[Exercise inputs Boundary: Start]
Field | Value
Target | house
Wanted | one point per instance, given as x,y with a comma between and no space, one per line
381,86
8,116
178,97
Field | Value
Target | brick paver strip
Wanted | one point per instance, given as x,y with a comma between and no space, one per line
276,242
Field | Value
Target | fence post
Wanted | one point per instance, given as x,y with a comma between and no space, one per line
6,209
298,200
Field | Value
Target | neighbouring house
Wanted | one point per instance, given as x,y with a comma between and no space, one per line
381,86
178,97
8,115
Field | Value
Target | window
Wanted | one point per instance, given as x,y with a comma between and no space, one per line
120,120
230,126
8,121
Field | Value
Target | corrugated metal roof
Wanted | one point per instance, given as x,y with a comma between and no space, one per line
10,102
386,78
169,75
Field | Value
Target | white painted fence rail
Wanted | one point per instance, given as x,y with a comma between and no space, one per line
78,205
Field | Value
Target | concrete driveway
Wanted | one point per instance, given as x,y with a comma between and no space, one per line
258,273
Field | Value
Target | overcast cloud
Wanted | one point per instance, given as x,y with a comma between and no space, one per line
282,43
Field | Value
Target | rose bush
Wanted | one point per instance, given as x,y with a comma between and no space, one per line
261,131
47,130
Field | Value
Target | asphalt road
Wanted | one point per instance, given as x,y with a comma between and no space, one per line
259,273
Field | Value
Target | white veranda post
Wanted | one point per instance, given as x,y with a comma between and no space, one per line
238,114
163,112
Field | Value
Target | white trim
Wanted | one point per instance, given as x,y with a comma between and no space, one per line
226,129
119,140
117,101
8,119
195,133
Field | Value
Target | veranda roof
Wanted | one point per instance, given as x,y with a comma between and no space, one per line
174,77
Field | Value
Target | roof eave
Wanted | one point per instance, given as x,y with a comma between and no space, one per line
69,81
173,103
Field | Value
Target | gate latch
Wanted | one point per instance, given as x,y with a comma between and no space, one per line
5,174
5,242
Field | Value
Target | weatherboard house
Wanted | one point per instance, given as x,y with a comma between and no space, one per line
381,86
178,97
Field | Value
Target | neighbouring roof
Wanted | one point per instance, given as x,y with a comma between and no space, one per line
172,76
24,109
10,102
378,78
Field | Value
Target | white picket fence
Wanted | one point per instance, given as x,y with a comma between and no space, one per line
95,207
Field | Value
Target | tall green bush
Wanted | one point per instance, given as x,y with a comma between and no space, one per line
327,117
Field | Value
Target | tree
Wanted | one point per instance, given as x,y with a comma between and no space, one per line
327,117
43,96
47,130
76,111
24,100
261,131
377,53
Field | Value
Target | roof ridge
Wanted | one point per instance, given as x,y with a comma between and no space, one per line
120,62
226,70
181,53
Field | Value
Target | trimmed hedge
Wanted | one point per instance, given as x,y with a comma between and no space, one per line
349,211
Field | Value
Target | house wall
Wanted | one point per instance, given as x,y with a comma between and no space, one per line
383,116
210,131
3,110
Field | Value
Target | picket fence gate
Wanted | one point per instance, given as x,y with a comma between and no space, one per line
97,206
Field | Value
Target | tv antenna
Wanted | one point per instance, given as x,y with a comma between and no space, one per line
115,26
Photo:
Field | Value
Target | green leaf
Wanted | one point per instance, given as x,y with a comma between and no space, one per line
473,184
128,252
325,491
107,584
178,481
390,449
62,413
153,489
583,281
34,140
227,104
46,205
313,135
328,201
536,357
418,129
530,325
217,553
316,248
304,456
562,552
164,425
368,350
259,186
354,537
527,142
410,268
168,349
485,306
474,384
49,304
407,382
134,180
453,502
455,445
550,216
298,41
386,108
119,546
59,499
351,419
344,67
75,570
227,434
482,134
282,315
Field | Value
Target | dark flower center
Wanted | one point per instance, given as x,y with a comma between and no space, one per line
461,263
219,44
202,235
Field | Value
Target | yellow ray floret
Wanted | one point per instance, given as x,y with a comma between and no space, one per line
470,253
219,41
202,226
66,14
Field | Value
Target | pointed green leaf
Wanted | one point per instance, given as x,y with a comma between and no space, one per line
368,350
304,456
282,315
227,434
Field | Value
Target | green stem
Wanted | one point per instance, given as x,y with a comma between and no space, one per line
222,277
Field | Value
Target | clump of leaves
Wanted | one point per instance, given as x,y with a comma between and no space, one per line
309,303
[Exercise inputs Boundary: End]
Work task:
Every line above must be repeated exactly as it appears.

Answer space:
Field | Value
Target | house
Wanted | one point per instance, given as x,y with a comma between and no space, one per line
381,86
8,116
178,97
Field | Value
Target | brick paver strip
Wanted | one point per instance, given as x,y with a comma between and no space, one per line
276,242
Field | Value
Target | fence post
Wanted | one point per instance, given as x,y with a comma between and no space, one per line
6,209
298,200
Field | Value
Target | neighbouring house
Wanted | one point per instance, given as x,y with a comma between and no space, one per line
381,86
178,97
8,115
Field | Value
Target | window
Wanted | one point per instance, given as x,y with a comma between and no space, one per line
120,120
230,126
8,121
Field | Value
Target | corrugated metal roof
Wanted | one point per instance, given as x,y with a comma between and no space, one per line
10,102
386,78
169,75
Field | Value
Target | white painted fence rail
Wanted | one point per instance, given as x,y with a comma between and no space, one per line
78,205
Field | Value
Target | concrete driveway
Wanted | one point per instance, given as x,y with a comma between and no space, one per line
258,273
Field | Value
Target | overcast cloud
Wanted | one point per instance, given as x,y with a comma between and no space, one per line
282,43
Field | Value
Target | rose bush
Wanted | one point per instance, given as x,y with a comma between and no space, one per line
261,131
47,130
Field | Value
Target | asphalt road
Wanted | one point per instance, given as x,y with a comma between and no space, one per line
259,273
Field | Value
Target | white veranda post
Wanted | one point per instance, given as x,y with a comma between and no space, one per line
238,114
163,112
Field | Value
Target | white trim
Wanted | one point per instance, given as x,y with a comma between and no space, one per line
226,129
119,140
117,101
8,119
195,133
Field | Value
Target | veranda roof
Wanted | one point per instance, given as x,y with a comma between and no space, one per line
174,77
Field | Value
Target | roof eave
Wanted | one point per instance, given as x,y with a comma between and no space, one per line
69,81
173,103
Field | Value
Target | gate latch
Wanted | one point per instance, given as x,y with a comma between and no space, one per line
5,174
5,242
Field | Value
Target | weatherboard house
Wanted | one point per instance, given as x,y with a comma between and no space, one per line
381,86
178,97
Field | Value
Target | neighbouring roof
Wanted | one point per instance, given as x,y with a comma between and no space, one per line
172,76
24,109
10,102
378,78
Field | Value
Target | white picket fence
Wanted | one point per instance, given as x,y with a comma between and no space, one per line
95,207
Field | Value
Target | tall green bush
Wanted | one point per instance, given as x,y with a comma between and no space, one per line
327,117
Field | Value
Target | tree
Wanted | one point per instance, given as x,y with a comma between and no space, one per line
327,117
43,96
47,130
76,111
24,100
261,131
377,53
Field | Value
Target | roof ridge
Wanted | one point per instance, given as x,y with a comma between and no space, one per line
120,62
226,70
181,53
Field | Value
Target | trimmed hedge
Wanted | one point per instance, given as x,y with a comma between and no space, one per line
349,211
Field | Value
Target | house wall
Wanted | one point per instance, given as x,y with a comma between and no space, one per line
383,116
210,131
3,110
Field | Value
Target | picket fence gate
Wanted | one point per instance, given as x,y with a comma between and no space, one per line
97,206
Field | Value
Target | tv antenna
Wanted | one point per instance, given as x,y with a comma between and no space, one per line
115,26
Photo:
Field | Value
Target | green leaf
Wanted | one point per instance, given as x,y with a comma between and no space, one per line
473,184
128,252
325,491
107,584
178,481
390,449
62,413
153,489
583,281
34,140
227,104
46,205
313,135
328,201
536,357
418,129
530,325
217,553
316,248
304,456
562,552
164,425
368,350
259,186
354,537
527,142
410,268
168,349
485,306
474,384
49,304
407,382
134,180
453,502
455,445
550,216
298,41
386,108
119,546
59,499
351,419
344,67
75,570
227,434
482,134
282,315
Field | Value
Target | dark flower center
Wanted | one point per instance, given as x,y with a comma between and no space, one per line
461,263
219,44
202,235
Field | Value
Target | yellow ray floret
Wanted | one point per instance, given as x,y with a comma between and no space, one per line
470,253
219,41
202,226
66,14
Field | Value
Target | pointed green leaf
Wanted | one point per instance, given as x,y with a comma between and no space, one per line
368,350
304,456
282,315
227,434
Field | Value
Target | green stem
Wanted | one point per instance, given as x,y with a comma between and no space, one per line
222,277
Field | Value
Target | clump of leaves
Wanted | one point per instance, given as x,y with a comma between and no space, one per line
309,303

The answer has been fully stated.